Metzudat Koah 88 248.
(photo credit:Lydia Aisenberg)
Perched on the Naftali mountain range in the Galilee, Metzudat Koah affords visitors one of most spectacular views of the Hula Valley, ranging from the patchwork of fields and fish ponds far below to the Golan Heights opposite.
The Hula Valley is part of the Syrian-African Rift, which was formed due to seismic activity. From the Metzudat Koah observation platform, one can map the course of the Jordan River, meandering through the kibbutzim and moshavim as it makes its way to the Sea of Galilee. In some spots, trees planted along the river's banks make the task easier.
The water shimmering in the dozens of fish ponds and the Argamon Nature Reserve's lake and the orchards blossoming in purple, pink and white are all part of the stunning view from the fortress, which was the site of a bitter battle fought in the War of Independence.
Overlooking the Hula Valley mosaic of today, it is difficult to picture the crisscross of reed-filled waterways and malarial swamps, home to water buffalo and wild boar, that the Jewish settlers in the 1880s found when they bought land and founded Yesud Hama'ala. They began a desperate struggle to drain the swamps and build a community.
Metzudat Koah ("Fortress of Strength") is situated close to the tomb of Nebi Yusha (Prophet Joshua) and sometimes known by that name. It's a formidable building, used these days by the Border Police. Although similar in design to the British-built Tegart forts constructed in Palestine during Mandate times, Metzudat Koah - although commissioned by the British - was constructed by Jewish workers in the Histadrut Labor Federation-founded construction company Solel Boneh. The fortress is smaller than most Tegart forts and features an uncharacteristic round turret.

Data section =

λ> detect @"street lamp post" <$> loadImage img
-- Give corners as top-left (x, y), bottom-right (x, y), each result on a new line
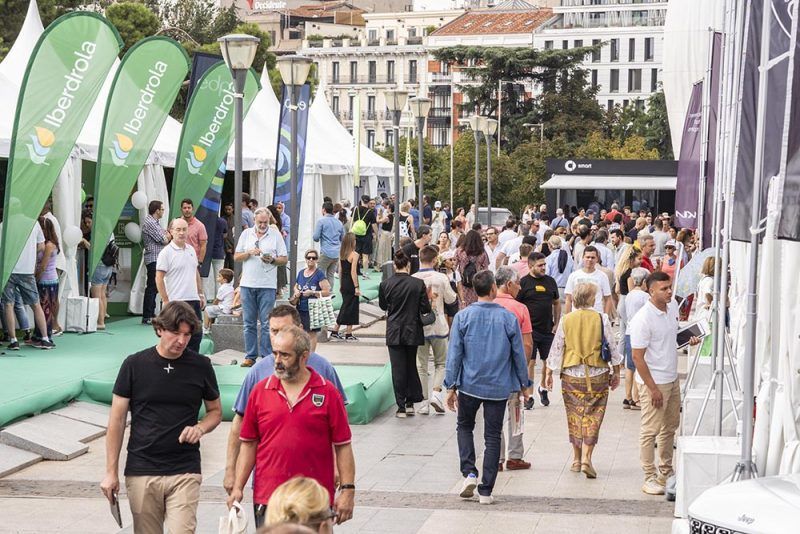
top-left (386, 89), bottom-right (410, 250)
top-left (412, 97), bottom-right (431, 209)
top-left (278, 55), bottom-right (311, 284)
top-left (481, 117), bottom-right (500, 226)
top-left (218, 33), bottom-right (261, 280)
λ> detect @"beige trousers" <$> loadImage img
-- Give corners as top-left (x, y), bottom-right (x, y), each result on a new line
top-left (638, 380), bottom-right (681, 480)
top-left (125, 473), bottom-right (203, 534)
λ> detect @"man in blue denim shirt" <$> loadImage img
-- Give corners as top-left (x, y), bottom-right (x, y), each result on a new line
top-left (313, 201), bottom-right (344, 287)
top-left (444, 271), bottom-right (531, 504)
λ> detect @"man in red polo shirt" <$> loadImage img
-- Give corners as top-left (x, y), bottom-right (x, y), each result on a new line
top-left (494, 266), bottom-right (536, 471)
top-left (228, 326), bottom-right (356, 527)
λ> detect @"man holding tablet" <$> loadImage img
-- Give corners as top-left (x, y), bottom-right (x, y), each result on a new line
top-left (628, 271), bottom-right (700, 495)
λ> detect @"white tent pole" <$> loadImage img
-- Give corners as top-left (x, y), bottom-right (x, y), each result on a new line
top-left (733, 0), bottom-right (780, 480)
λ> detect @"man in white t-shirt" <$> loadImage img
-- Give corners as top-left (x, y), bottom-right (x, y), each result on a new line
top-left (156, 218), bottom-right (206, 352)
top-left (564, 245), bottom-right (613, 317)
top-left (233, 208), bottom-right (294, 367)
top-left (627, 271), bottom-right (700, 495)
top-left (2, 222), bottom-right (55, 350)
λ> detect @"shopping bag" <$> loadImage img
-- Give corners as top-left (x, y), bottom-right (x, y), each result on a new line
top-left (308, 297), bottom-right (336, 330)
top-left (219, 501), bottom-right (247, 534)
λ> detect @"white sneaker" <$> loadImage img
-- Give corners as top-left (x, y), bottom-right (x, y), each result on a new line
top-left (642, 478), bottom-right (664, 495)
top-left (458, 475), bottom-right (478, 499)
top-left (430, 390), bottom-right (444, 415)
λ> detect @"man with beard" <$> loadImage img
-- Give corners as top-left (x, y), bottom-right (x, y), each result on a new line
top-left (223, 326), bottom-right (355, 527)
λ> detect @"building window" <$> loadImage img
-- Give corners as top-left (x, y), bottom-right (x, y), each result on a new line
top-left (367, 61), bottom-right (378, 83)
top-left (592, 39), bottom-right (600, 63)
top-left (644, 37), bottom-right (654, 61)
top-left (628, 69), bottom-right (642, 93)
top-left (408, 59), bottom-right (417, 83)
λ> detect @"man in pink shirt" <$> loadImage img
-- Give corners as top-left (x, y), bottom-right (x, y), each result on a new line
top-left (181, 198), bottom-right (208, 265)
top-left (494, 266), bottom-right (533, 471)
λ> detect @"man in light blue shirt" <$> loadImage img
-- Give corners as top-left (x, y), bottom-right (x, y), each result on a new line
top-left (309, 202), bottom-right (344, 292)
top-left (222, 304), bottom-right (347, 493)
top-left (444, 270), bottom-right (531, 504)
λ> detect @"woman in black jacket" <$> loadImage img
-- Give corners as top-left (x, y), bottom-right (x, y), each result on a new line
top-left (378, 250), bottom-right (431, 417)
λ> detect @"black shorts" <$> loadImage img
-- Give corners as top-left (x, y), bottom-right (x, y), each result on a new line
top-left (531, 330), bottom-right (556, 361)
top-left (356, 236), bottom-right (372, 255)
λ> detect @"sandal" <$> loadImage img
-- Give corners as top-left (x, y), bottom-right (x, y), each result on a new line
top-left (581, 463), bottom-right (597, 478)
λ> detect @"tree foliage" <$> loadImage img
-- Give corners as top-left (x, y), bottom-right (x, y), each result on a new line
top-left (106, 2), bottom-right (161, 53)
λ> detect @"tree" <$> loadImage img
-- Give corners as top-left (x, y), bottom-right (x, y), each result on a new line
top-left (106, 2), bottom-right (161, 53)
top-left (434, 45), bottom-right (603, 151)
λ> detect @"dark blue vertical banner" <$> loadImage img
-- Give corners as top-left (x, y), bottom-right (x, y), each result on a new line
top-left (186, 52), bottom-right (222, 102)
top-left (272, 84), bottom-right (311, 217)
top-left (194, 161), bottom-right (225, 280)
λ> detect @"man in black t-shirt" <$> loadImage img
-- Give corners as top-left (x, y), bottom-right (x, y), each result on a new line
top-left (100, 301), bottom-right (222, 533)
top-left (402, 224), bottom-right (433, 274)
top-left (351, 195), bottom-right (378, 278)
top-left (517, 252), bottom-right (561, 410)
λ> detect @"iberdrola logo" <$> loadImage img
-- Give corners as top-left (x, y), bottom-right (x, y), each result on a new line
top-left (27, 126), bottom-right (56, 165)
top-left (186, 145), bottom-right (206, 174)
top-left (108, 134), bottom-right (133, 167)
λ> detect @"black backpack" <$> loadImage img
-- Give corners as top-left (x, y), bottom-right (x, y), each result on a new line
top-left (461, 258), bottom-right (478, 287)
top-left (100, 241), bottom-right (119, 267)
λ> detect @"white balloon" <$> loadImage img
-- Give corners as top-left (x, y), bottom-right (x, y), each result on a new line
top-left (131, 191), bottom-right (147, 210)
top-left (63, 225), bottom-right (83, 247)
top-left (125, 222), bottom-right (142, 243)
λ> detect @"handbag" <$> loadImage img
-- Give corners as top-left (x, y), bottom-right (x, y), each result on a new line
top-left (598, 313), bottom-right (611, 363)
top-left (218, 501), bottom-right (247, 534)
top-left (308, 296), bottom-right (336, 330)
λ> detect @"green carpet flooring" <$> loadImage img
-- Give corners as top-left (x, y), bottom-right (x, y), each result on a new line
top-left (0, 296), bottom-right (393, 427)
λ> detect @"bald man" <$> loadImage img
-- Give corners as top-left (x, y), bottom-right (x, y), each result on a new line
top-left (156, 218), bottom-right (206, 352)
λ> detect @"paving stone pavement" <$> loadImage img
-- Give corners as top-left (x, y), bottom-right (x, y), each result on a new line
top-left (0, 340), bottom-right (673, 534)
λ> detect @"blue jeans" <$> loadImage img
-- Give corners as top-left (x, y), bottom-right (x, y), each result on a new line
top-left (240, 287), bottom-right (275, 360)
top-left (456, 392), bottom-right (508, 495)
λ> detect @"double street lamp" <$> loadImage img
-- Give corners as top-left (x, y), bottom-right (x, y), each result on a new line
top-left (218, 33), bottom-right (261, 279)
top-left (385, 89), bottom-right (410, 250)
top-left (408, 96), bottom-right (431, 209)
top-left (277, 55), bottom-right (311, 287)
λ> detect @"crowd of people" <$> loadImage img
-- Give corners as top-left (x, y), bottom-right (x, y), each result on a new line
top-left (89, 195), bottom-right (714, 532)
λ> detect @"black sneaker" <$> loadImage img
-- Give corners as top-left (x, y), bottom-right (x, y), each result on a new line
top-left (539, 388), bottom-right (550, 406)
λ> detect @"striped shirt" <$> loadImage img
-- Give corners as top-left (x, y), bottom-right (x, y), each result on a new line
top-left (142, 215), bottom-right (167, 264)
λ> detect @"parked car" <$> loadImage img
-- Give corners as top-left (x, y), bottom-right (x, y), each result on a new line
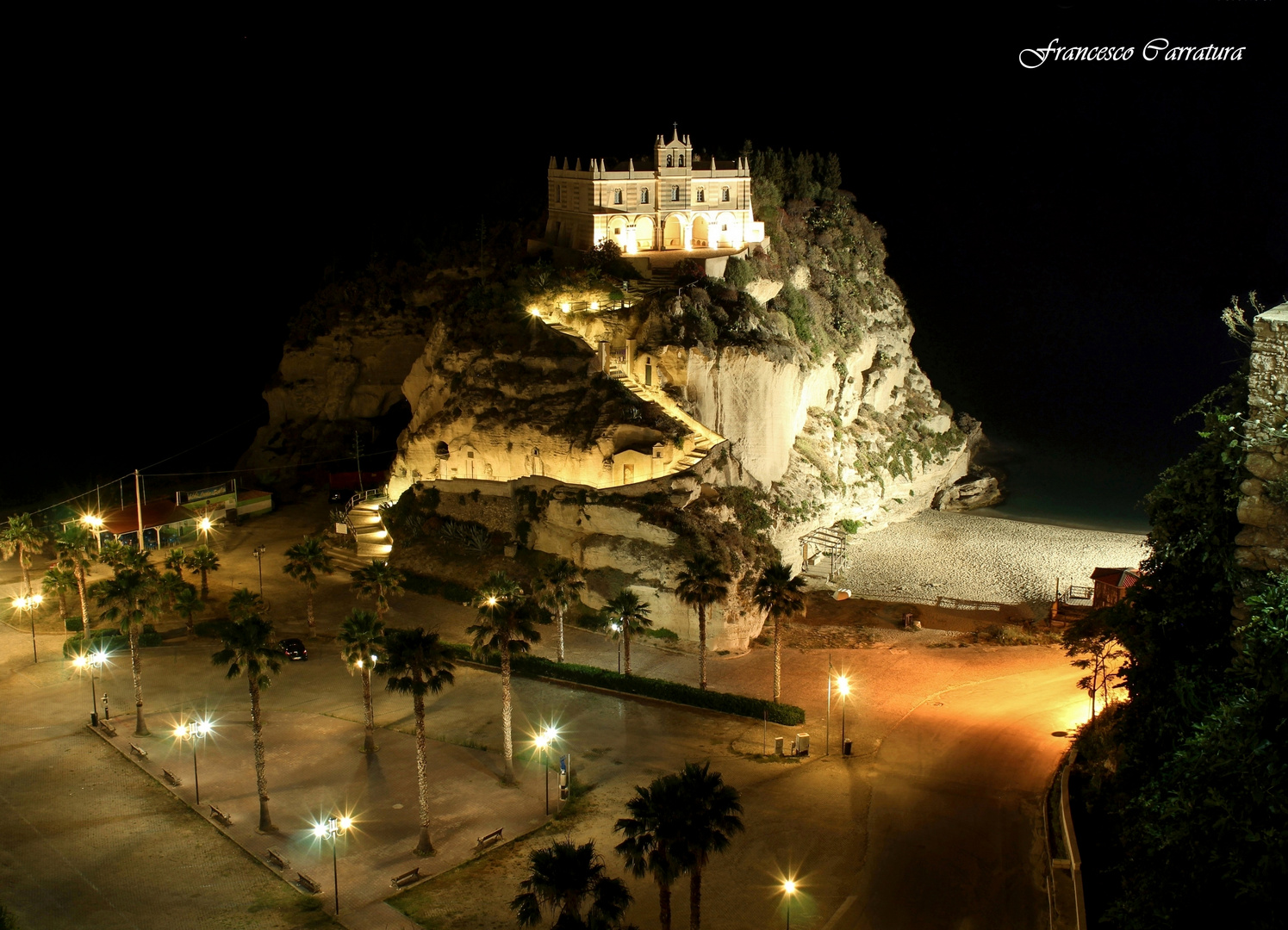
top-left (277, 639), bottom-right (309, 662)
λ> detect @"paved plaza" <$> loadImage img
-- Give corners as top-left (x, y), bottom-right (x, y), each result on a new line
top-left (0, 507), bottom-right (1086, 930)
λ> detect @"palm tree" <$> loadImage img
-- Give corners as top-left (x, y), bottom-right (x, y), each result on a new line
top-left (369, 625), bottom-right (456, 855)
top-left (534, 559), bottom-right (586, 662)
top-left (282, 536), bottom-right (335, 632)
top-left (465, 572), bottom-right (541, 784)
top-left (510, 840), bottom-right (632, 930)
top-left (40, 568), bottom-right (76, 629)
top-left (210, 608), bottom-right (282, 834)
top-left (604, 587), bottom-right (653, 675)
top-left (613, 775), bottom-right (688, 930)
top-left (675, 763), bottom-right (744, 930)
top-left (340, 608), bottom-right (385, 755)
top-left (0, 514), bottom-right (47, 598)
top-left (183, 546), bottom-right (219, 600)
top-left (174, 585), bottom-right (206, 639)
top-left (90, 564), bottom-right (159, 737)
top-left (349, 559), bottom-right (407, 620)
top-left (751, 561), bottom-right (805, 704)
top-left (675, 555), bottom-right (733, 689)
top-left (54, 523), bottom-right (94, 633)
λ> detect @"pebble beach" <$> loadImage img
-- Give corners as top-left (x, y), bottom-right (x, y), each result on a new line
top-left (837, 510), bottom-right (1147, 604)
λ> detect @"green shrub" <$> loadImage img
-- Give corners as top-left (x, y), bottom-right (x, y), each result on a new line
top-left (192, 617), bottom-right (228, 639)
top-left (447, 642), bottom-right (805, 727)
top-left (403, 569), bottom-right (476, 604)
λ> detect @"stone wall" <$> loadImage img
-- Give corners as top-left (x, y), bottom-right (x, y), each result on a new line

Work item =
Please answer these from the Metzudat Koah passage:
1. What does the name "Metzudat Koah" mean in English?
2. In which decade did Jewish settlers buy land and found Yesud Hama'ala?
3. Which construction company's workers built the fortress?

Answer section =
1. "Fortress of Strength"
2. The 1880s
3. Solel Boneh